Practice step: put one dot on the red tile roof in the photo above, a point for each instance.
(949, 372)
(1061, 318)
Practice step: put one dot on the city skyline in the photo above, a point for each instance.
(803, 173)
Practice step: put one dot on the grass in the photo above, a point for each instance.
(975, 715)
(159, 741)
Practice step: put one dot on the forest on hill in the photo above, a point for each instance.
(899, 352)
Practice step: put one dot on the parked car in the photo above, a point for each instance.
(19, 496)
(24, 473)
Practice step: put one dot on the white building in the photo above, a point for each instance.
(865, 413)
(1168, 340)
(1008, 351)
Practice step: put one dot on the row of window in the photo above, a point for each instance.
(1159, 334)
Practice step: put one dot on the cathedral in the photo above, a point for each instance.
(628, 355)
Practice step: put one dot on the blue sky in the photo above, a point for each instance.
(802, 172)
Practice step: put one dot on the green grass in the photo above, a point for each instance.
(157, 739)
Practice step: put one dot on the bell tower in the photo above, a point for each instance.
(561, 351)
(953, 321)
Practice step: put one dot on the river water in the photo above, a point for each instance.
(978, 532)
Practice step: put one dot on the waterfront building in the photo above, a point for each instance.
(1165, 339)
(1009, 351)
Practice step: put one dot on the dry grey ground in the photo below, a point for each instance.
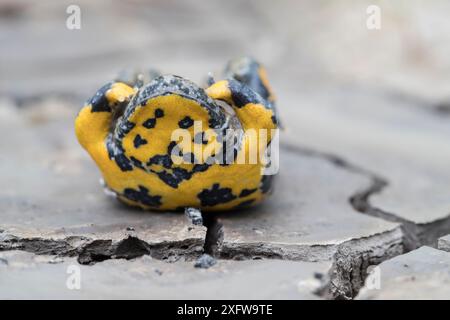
(364, 174)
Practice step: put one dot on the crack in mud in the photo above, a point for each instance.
(350, 260)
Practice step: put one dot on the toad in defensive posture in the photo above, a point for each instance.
(128, 130)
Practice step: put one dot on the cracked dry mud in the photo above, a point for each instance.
(54, 206)
(364, 158)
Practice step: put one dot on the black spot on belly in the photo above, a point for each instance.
(186, 122)
(246, 192)
(149, 123)
(215, 195)
(159, 113)
(161, 159)
(123, 162)
(142, 196)
(189, 157)
(139, 141)
(200, 138)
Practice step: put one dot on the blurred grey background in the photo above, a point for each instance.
(304, 44)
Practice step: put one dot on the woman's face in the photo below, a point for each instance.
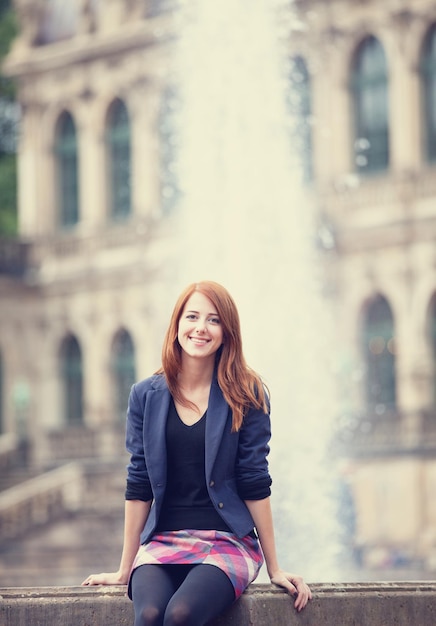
(200, 333)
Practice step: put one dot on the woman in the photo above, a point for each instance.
(198, 520)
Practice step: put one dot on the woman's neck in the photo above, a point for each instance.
(195, 374)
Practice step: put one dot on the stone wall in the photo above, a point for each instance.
(359, 604)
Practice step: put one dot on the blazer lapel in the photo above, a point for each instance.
(217, 412)
(155, 419)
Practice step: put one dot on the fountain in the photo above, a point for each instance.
(245, 220)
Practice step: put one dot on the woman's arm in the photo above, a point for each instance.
(262, 515)
(135, 516)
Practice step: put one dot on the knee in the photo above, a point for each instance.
(148, 616)
(178, 614)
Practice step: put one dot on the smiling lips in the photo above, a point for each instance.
(201, 341)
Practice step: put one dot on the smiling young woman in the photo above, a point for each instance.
(198, 521)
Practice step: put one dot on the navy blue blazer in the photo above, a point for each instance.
(234, 462)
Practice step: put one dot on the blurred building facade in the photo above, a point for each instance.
(81, 296)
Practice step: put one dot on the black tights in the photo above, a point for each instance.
(179, 595)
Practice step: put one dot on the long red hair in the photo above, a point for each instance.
(242, 387)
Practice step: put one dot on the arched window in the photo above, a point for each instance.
(428, 77)
(123, 371)
(379, 355)
(299, 103)
(369, 90)
(170, 190)
(67, 171)
(72, 380)
(118, 150)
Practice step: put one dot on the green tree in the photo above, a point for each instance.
(9, 114)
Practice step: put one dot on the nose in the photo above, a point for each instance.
(201, 326)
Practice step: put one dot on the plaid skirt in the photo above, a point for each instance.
(240, 559)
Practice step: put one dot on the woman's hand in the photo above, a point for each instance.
(295, 585)
(105, 578)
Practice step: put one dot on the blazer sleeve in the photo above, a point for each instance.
(252, 473)
(138, 485)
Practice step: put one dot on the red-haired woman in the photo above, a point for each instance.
(198, 521)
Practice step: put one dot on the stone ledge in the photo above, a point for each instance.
(353, 604)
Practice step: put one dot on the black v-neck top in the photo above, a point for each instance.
(187, 503)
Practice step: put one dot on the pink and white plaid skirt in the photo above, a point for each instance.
(240, 559)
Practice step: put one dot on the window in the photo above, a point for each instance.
(119, 160)
(369, 89)
(1, 396)
(299, 103)
(59, 21)
(156, 7)
(379, 355)
(432, 337)
(170, 190)
(72, 380)
(67, 170)
(428, 77)
(123, 371)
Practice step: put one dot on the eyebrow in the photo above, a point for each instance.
(198, 312)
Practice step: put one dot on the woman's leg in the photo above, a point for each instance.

##########

#### ASSIGNED TASK
Return every line above word for word, minus images.

#### SOLUTION TO THE PROBLEM
Practice step: put one dot on the red tile roof in the photo above, a point for each instance.
(949, 372)
(1061, 318)
Practice step: put one dot on the city skyline in the photo above, a point for each instance.
(803, 173)
Practice step: put one dot on the grass in the photo above, a point for each instance.
(975, 715)
(159, 741)
Practice step: put one dot on the forest on hill in the photo above, a point for each instance.
(899, 352)
Practice step: put one dot on the parked car in the photo above, a point for each instance.
(19, 496)
(24, 473)
Practice step: put one dot on the white building in the photo above, a point for each instance.
(865, 413)
(1168, 340)
(1008, 351)
Practice step: put one dot on the row of window in the photo above, a point for each instance.
(1159, 334)
Practice step: put one dot on the cathedral in the photo above, a point for each instance.
(628, 355)
Practice step: put one dot on the blue sky in the photo above, a point for each instance.
(802, 172)
Practice step: put one dot on the green grass in the photo above, a point for each instance.
(157, 739)
Practice step: put one dot on the bell tower in the photo above, a point for each instance.
(561, 351)
(953, 321)
Practice step: put one dot on the river water in the photo above, a point for each instance.
(978, 532)
Practice step: put one dot on the waterfront building in the photo above, a point for each instance.
(1165, 339)
(1009, 351)
Practice step: put one dot on the dry grey ground in the photo below, a point for each instance.
(364, 174)
Practice step: put one dot on the crack in mud in the photo above, a point for each instance.
(350, 260)
Practice step: put one dot on the toad in defensive posture in the photo above, a point for each instance.
(128, 130)
Practice step: put one dot on the cracked dry mud in the photo above, a point for each instance.
(54, 206)
(364, 158)
Practice step: put one dot on the black spot on belly in the photo above, a point for each instance.
(186, 122)
(246, 192)
(149, 123)
(215, 195)
(159, 113)
(161, 159)
(123, 162)
(142, 196)
(189, 157)
(139, 141)
(200, 138)
Practice step: put one dot on the blurred grey background in the photo above, a point for each instance.
(304, 44)
Practice step: put one dot on the woman's face in the photo below, a point for each instance.
(200, 333)
Practice step: put one dot on the woman in the photo above, a point for each instance.
(198, 520)
Practice step: put one dot on the woman's neck in the photo above, a point for each instance.
(195, 374)
Practice step: put one dot on the stone wall in the photo above, a point for each instance.
(359, 604)
Practice step: put one dot on the blazer lapel in the photo above, a point for each instance.
(217, 412)
(155, 419)
Practice step: put one dot on the fountain in the photo above, a point for each instance.
(245, 220)
Practice step: put one dot on the woman's arm in the photo above, a point for each instance.
(262, 515)
(135, 516)
Practice step: put one dot on the knee in the photo above, a point for each instance.
(148, 616)
(178, 614)
Practice step: put one dot on the smiling lips in the photo above, a point for each instance.
(201, 341)
Practice step: put one dot on the smiling young woman in the photo above, a point for each instance.
(198, 521)
Practice step: put one dot on the navy blue blazer in the photo above, a point for each instance.
(234, 462)
Practice step: put one dot on the blurred building facade in the photo above, a point for each instance.
(81, 296)
Practice step: put one dot on the black tights in the photo above, a point for each instance.
(179, 595)
Practice step: put one dot on the long red hair in the photo above, a point for each instance.
(242, 387)
Practice step: put one dot on the arched window in the photo above, a point for each instance.
(428, 77)
(123, 371)
(379, 355)
(299, 103)
(369, 90)
(170, 190)
(67, 171)
(72, 380)
(118, 150)
Practice step: put one dot on the green tree in the photo above, a point for each instance.
(9, 114)
Practice step: put one dot on the nose in the photo above, a point for each instance.
(201, 326)
Practice step: put one dot on the plaid skirt in the photo above, a point for each instance.
(240, 559)
Practice step: put one dot on the woman's hand in the photo above, a point for each instance.
(295, 585)
(105, 578)
Practice step: put one dot on the blazer sleeve in the photo above, a point for each instance.
(252, 473)
(138, 485)
Practice step: put one dot on the red-haired woman in the photo above, a point for each instance.
(198, 521)
Practice step: put one dot on the stone ledge in the photo above, a point for each instance.
(353, 604)
Practice step: put one dot on the black v-neck top in the photo above, a point for each instance.
(187, 503)
Practice step: put one dot on the pink and white plaid skirt in the photo above, a point for each instance.
(240, 559)
Practice step: put one dot on the window in the photo above, a point for each instance.
(119, 160)
(369, 89)
(1, 396)
(299, 103)
(59, 21)
(156, 7)
(379, 355)
(432, 337)
(170, 190)
(72, 380)
(67, 170)
(428, 77)
(123, 371)
Practice step: put one dot on the eyebrow in the photo above, a point for each instance.
(198, 312)
Practice step: put one dot on the woman's leg in the photo above, a point for each instance.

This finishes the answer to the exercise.